**Written request 1**
List the three components that the Active Learning text below says all supervised machine learning is based on.
**Written request 2**
Continue the Active Learning text below, starting right after its last sentence.

**Supplied text**
All supervised machine learning is based on three components: Data, labels and a learning algorithm that learns a model from the data and the labels. Both data and learning algorithms are usually not an issue; data is abundant and there is an ever-growing body of well understood learning algorithms to choose from. The real impediment to successful machine learning projects are the labels, or rather the lack thereof.
Academic research often focuses on huge labeled datasets like ImageNet or the OPIEC corpus, but when you are building customer specific solutions, e.g., for fraud detection or price prediction, you can count yourself lucky if you are given even a handful of labels. More often than not, additional data has to be labeled in a time-consuming and thus costly process. Worse, because labeling is tedious and tiring, it is a error-prone and may lead to sub-optimal prediction models. Whats more, many of the labels may not actually useful for the learning algorithm, because other labels already exist for similar data or the data is in regions far away from the decision boundaries. Is there a better way to do this? As it turns out, there is: Active Learning.
In Active Learning, the learning algorithm is actively involved in the training procedure. Instead of passively consuming input by an annotator, it actively asks for labels to data that seem interesting to the learner. It does so with the goal to maximize model quality while at the same time to minimize the number of queries to the annotator. This blog post will introduce the fundamentals of Active Learning and basic, but effective techniques. We will focus on classification tasks, but the concepts also translate to regression settings; here, Active Learning is sometimes also known as (Bayesian) Optimal Experimental Design.
This blog post is largely based on Burr Settles excellent Active Learning Literature Survey. If you want to learn more about this topic, I highly recommend you check it out!
A Motivating Example
Before we begin, though, let’s look at a toy example that shows the benefits of Active Learning over random labeling. Here, the goal was to train a logistic regression classifier to separate two point clouds. In the left image, I randomly sampled and labeled 10 data points for training. As you can see, the fit is far from optimal, because of the location of the sampled training data with respect to the rest of the data. In the right image, I used Uncertainty Sampling (see below) to select training samples, which resulted in a much better model. In fact, we could have stopped after the 5th round and still gotten a better model than with random sampling. You can try this out yourself in this notebook. While this example is certainly far from reality (only two features and linearly separable data) and also cherry-picked, it illustrates the central promise of Active Learning: Better models with fewer labels.

**Records shown**

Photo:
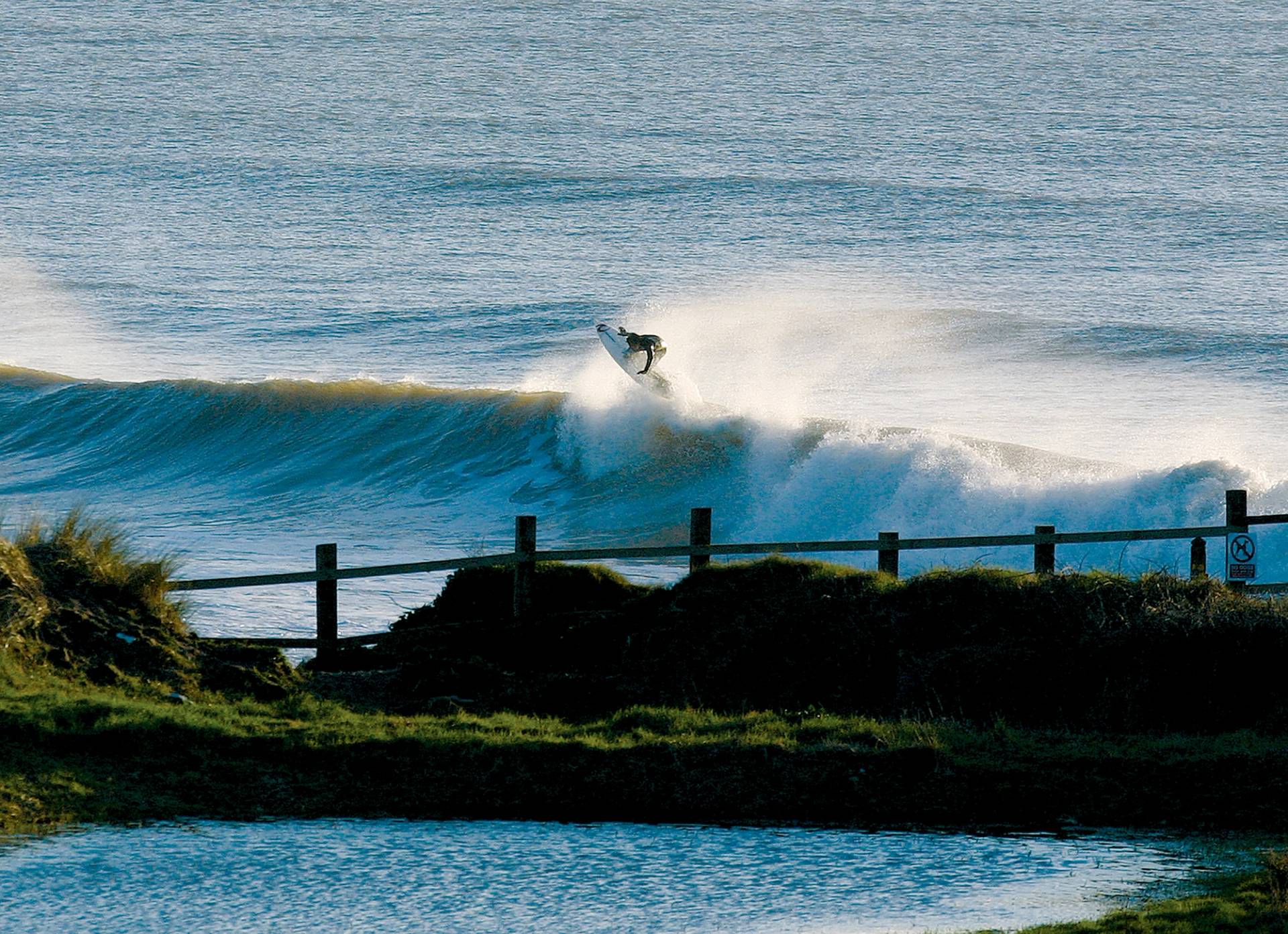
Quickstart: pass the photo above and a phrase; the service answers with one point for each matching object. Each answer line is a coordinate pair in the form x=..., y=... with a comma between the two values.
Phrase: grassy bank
x=84, y=753
x=1068, y=651
x=977, y=699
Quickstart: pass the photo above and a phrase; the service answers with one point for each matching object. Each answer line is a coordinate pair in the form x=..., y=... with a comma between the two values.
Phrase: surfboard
x=633, y=362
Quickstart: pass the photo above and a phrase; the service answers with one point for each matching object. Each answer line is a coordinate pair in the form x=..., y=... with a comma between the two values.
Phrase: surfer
x=647, y=344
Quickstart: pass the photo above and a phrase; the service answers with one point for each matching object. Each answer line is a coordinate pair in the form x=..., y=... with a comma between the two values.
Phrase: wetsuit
x=643, y=343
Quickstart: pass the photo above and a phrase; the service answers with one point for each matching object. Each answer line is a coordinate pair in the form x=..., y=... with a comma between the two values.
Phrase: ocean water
x=276, y=274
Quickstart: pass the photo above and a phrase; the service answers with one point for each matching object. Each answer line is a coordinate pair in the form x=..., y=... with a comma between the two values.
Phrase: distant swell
x=629, y=471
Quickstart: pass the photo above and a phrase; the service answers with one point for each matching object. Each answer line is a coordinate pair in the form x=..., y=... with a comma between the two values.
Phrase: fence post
x=1198, y=559
x=525, y=564
x=888, y=559
x=1237, y=516
x=700, y=534
x=1044, y=552
x=329, y=613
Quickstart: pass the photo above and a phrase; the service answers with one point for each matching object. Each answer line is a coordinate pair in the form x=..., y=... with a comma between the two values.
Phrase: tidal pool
x=350, y=875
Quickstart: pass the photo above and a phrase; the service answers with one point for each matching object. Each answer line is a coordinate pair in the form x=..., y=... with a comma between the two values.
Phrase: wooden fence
x=700, y=548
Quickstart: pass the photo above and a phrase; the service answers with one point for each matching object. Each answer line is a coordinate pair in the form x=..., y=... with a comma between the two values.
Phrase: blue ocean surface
x=276, y=274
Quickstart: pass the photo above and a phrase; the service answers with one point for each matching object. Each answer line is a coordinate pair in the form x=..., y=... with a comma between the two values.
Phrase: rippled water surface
x=500, y=876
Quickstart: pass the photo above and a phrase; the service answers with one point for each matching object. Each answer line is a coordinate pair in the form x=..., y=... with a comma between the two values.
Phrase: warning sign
x=1240, y=556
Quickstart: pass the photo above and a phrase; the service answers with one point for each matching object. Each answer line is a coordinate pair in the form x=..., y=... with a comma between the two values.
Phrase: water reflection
x=340, y=875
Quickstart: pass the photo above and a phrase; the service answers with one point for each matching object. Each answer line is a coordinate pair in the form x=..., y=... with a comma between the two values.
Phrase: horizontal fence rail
x=700, y=550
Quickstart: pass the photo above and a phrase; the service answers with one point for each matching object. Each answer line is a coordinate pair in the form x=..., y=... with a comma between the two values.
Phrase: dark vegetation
x=774, y=691
x=1068, y=651
x=76, y=602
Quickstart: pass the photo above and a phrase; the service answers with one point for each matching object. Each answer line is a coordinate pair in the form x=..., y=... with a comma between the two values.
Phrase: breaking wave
x=625, y=471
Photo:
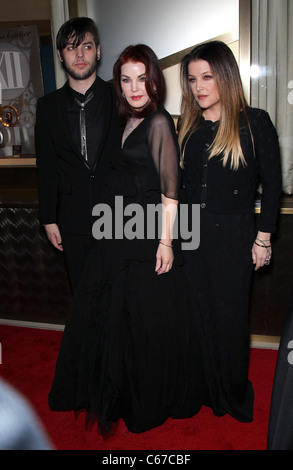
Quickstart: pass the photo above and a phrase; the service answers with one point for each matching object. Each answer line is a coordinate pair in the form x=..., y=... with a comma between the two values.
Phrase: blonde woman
x=226, y=148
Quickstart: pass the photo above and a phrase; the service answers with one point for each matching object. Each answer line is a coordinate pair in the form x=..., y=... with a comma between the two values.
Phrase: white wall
x=167, y=26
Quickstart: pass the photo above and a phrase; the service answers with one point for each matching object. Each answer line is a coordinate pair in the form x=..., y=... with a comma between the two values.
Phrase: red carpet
x=28, y=362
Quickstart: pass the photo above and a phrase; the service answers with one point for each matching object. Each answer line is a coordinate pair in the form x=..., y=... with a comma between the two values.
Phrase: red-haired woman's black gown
x=126, y=351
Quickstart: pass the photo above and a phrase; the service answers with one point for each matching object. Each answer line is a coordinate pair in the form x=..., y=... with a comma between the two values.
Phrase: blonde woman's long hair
x=226, y=74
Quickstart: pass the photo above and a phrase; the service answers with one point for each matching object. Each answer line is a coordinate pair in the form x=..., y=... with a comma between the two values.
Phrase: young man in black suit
x=77, y=135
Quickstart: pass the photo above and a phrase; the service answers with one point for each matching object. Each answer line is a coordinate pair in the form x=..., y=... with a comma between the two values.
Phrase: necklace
x=128, y=128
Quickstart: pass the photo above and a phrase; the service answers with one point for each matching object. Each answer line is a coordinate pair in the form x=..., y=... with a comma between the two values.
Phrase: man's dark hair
x=75, y=30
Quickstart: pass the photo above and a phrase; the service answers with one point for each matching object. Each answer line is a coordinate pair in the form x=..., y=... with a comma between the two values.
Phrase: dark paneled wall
x=33, y=278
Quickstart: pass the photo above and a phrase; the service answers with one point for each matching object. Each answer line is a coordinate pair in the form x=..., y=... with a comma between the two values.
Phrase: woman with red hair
x=126, y=351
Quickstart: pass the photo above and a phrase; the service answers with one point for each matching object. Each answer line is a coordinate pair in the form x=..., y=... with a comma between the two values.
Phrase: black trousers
x=76, y=250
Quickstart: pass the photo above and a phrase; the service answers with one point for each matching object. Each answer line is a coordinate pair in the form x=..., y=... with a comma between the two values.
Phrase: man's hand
x=54, y=236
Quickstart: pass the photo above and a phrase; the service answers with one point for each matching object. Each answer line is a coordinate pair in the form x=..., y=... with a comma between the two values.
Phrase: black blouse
x=220, y=189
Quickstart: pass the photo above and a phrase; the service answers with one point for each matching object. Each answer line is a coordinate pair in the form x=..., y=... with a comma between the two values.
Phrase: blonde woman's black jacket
x=68, y=187
x=220, y=189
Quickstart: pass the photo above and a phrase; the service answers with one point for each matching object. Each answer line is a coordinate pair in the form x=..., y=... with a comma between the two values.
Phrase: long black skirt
x=218, y=277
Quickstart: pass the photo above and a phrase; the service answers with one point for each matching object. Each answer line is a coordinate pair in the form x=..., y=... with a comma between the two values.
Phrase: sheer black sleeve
x=165, y=153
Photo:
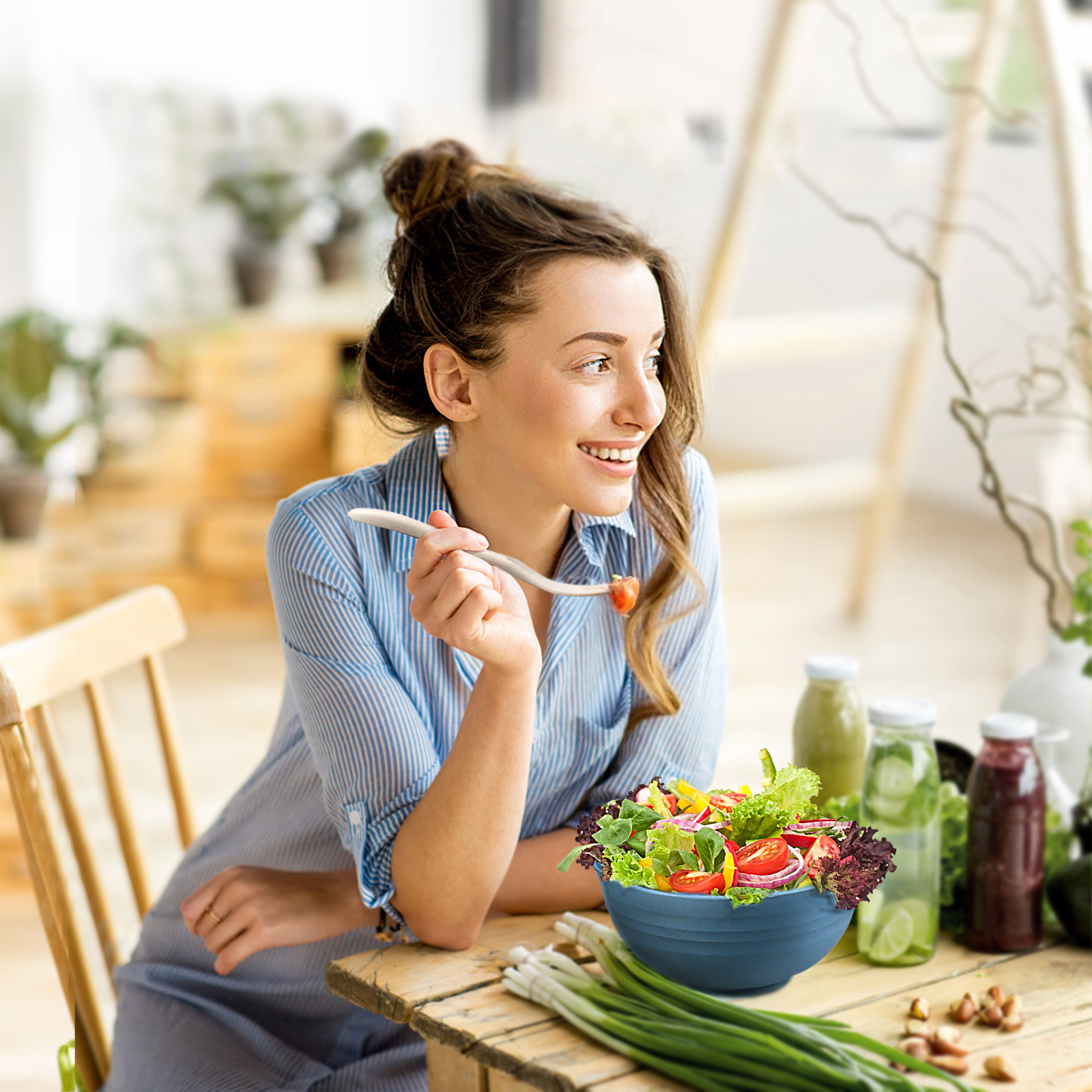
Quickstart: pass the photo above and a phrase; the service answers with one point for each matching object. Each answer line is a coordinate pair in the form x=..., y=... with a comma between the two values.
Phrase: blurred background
x=191, y=246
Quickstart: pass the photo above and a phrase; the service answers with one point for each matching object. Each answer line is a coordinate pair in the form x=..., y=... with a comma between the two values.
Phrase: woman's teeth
x=613, y=455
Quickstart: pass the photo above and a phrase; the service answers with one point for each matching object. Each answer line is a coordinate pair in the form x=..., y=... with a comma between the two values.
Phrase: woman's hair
x=470, y=240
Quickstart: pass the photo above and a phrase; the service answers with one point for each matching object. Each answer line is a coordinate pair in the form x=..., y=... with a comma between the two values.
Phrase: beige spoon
x=618, y=590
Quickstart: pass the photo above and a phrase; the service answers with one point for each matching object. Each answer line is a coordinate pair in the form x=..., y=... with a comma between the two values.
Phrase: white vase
x=1059, y=696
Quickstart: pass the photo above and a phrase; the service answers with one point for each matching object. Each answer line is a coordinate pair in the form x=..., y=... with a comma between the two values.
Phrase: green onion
x=707, y=1042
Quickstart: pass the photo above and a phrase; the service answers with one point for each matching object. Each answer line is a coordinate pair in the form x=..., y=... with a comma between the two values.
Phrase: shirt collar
x=416, y=489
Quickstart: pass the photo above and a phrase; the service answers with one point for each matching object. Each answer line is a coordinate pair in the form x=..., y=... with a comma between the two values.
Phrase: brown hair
x=470, y=238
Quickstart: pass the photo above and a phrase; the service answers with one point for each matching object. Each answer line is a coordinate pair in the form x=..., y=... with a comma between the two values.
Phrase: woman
x=444, y=726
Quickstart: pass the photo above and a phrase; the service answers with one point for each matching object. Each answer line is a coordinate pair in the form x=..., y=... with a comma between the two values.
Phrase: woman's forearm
x=455, y=849
x=533, y=885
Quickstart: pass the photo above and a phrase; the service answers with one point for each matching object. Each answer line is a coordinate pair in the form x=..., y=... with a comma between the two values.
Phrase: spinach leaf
x=710, y=846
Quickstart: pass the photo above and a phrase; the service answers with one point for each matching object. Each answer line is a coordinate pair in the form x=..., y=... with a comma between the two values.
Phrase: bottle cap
x=831, y=669
x=1008, y=726
x=904, y=713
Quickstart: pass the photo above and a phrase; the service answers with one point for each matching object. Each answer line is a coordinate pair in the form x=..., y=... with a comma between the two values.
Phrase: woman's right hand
x=468, y=603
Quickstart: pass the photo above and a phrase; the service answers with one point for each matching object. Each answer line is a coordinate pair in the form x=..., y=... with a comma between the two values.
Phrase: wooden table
x=483, y=1039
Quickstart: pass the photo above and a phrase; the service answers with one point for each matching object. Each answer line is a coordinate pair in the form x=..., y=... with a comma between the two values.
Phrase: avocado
x=1069, y=893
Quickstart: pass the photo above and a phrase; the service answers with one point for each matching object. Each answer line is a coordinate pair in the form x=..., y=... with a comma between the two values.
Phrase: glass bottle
x=1006, y=801
x=901, y=799
x=1082, y=811
x=830, y=731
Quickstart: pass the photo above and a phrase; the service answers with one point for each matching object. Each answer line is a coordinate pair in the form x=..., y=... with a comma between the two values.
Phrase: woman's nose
x=640, y=400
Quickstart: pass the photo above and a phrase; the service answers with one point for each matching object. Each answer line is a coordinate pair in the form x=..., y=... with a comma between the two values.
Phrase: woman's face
x=566, y=413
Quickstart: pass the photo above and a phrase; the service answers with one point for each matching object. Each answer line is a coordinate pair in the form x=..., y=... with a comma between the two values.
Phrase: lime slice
x=893, y=939
x=922, y=917
x=891, y=784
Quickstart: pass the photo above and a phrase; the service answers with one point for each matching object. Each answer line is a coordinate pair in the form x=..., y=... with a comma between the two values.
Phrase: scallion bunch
x=704, y=1041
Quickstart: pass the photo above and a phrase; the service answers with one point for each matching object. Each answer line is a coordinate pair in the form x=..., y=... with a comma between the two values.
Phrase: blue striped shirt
x=380, y=700
x=371, y=710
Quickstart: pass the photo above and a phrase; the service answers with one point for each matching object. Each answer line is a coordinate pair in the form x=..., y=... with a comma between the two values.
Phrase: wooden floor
x=953, y=620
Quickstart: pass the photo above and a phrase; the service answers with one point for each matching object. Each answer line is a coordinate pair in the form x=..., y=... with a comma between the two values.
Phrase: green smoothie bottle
x=897, y=926
x=830, y=730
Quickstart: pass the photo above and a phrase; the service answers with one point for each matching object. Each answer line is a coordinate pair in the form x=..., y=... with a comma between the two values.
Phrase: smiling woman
x=444, y=725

**Task answer 1**
- Data
- Labels
- A learning algorithm that learns a model from the data and the labels

**Task answer 2**
Basic components of Active Learning
The above example hints at the four basic components of Active Learning: first, large set of unlabeled data \(\mathcal U\); second, a smaller (possibly initially empty) set of labeled data \(\mathcal L\); third, a learner that learns a model \(\hat y = h(\mathbf x)\) from \(\mathcal L\); and fourth, some process that generates true labels \(y = \omega(\mathbf x)\). This process is also known as the oracle and usually performed by a human, but it can also be implemented by a robot that conducts experiments or some other process that generates ground truth labels. Regardless, querying the oracle is assumed to be costly, so the learner must try their best to reduce the number of queries to it.
There are three scenarios in which Active Learning may take place: Query Synthesis, Selective Sampling and Pool-based Active Learning. In Query Synthesis, the learner learns a generative model from the labeled data and uses this model to generate a sample to query a label for. This synthetic example is then labeled by the oracle and added to the pool of labeled data. However, there is no guarantee that the query makes sense to the oracle. In the beginning, the generative model may not be good enough to capture the data and in later stages the learner will likely generate samples so close to the decision boundary that even the wisest of oracles will have trouble deciding the label. For this reason, Query Synthesis is mostly of academic interest.
Selective Sampling is more applicable in practice. Here, the learner again learns a model from \(\mathcal L\), though this time the model is discriminative. It is then given a previously unseen sample to classify. The learner decides to either process this sample on their own, or to query a label from the oracle. In the latter case, the labeled sample is added to the training data \(\mathcal L\) and the cycle begins anew. In this setting, the learner has some agency, but no control over what label is chosen from \(\mathcal U\). This scenario is most applicable for models that are already in production.
In Pool-based Active Learning, the learner has maximum agency: Instead of just deciding whether to query a label for a given data point or not, it can actively search the unlabeled data \(\mathcal U\) for interesting samples to give to the oracle. This setting is most suitable when you are bootstrapping a model, before it goes into production, or when you want to re-train a model with a batch of new data.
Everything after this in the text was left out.